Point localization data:
========

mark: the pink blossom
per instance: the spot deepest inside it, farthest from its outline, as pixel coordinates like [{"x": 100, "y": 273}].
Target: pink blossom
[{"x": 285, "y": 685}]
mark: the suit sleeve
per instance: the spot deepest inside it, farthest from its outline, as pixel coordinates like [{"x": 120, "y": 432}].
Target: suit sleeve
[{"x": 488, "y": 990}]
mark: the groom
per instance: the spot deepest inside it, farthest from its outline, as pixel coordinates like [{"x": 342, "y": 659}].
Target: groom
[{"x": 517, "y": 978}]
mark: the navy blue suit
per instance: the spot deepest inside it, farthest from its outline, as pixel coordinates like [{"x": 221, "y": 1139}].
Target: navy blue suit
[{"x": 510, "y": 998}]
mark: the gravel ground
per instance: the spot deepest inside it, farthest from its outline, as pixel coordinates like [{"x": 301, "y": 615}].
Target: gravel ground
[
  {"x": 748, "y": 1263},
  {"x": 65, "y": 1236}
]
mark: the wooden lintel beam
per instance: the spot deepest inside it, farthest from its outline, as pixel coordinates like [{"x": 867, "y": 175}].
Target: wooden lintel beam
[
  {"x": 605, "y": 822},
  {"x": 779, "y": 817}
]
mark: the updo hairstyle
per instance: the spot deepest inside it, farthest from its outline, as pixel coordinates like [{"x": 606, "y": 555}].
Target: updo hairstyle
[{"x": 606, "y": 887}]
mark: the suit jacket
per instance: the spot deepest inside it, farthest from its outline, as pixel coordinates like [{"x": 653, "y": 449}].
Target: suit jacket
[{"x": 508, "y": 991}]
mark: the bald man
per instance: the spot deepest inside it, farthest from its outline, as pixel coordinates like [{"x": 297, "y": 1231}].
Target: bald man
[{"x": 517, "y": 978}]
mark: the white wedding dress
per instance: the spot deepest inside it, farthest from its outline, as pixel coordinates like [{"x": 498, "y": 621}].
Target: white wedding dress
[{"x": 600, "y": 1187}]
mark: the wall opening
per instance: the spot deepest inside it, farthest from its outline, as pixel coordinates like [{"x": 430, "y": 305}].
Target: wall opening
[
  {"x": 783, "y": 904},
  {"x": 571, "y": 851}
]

========

Work instructions:
Where a line of the records has the string "mark", copy that line.

Response to this exercise:
mark: the pink blossom
mark: the suit sleeve
mark: the groom
mark: the navy blue suit
mark: the gravel ground
mark: the wooden lintel beam
mark: the updo hairstyle
mark: the suit jacket
mark: the bald man
mark: the white wedding dress
mark: the wall opening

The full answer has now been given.